+++ THE DATA

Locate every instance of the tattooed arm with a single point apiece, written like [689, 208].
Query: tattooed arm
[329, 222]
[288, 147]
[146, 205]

++++++

Every record above must be repeated word for word.

Locate every instance of the tattooed arm with a single point apiece, written like [689, 208].
Query: tattooed arm
[329, 222]
[288, 147]
[146, 205]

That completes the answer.